- _Input material_

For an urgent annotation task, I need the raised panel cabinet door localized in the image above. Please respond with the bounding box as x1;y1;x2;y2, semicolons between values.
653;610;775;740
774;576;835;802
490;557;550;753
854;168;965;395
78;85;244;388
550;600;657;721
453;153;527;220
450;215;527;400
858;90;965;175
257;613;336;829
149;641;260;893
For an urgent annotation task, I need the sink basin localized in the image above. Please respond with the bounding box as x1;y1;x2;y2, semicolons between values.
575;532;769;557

- _Task details_
Reproduce verbatim the rows above, from the first line of the rows through the line that contains "550;600;657;721", including both of those lines.

- _The answer_
For an urgent annotation task, I need the raised panel cabinet door localized in the image above. Please respond with the bounding box as x1;y1;x2;y2, semicolons between values.
653;610;775;740
774;576;835;802
490;557;550;753
854;168;965;395
78;85;244;388
550;600;657;721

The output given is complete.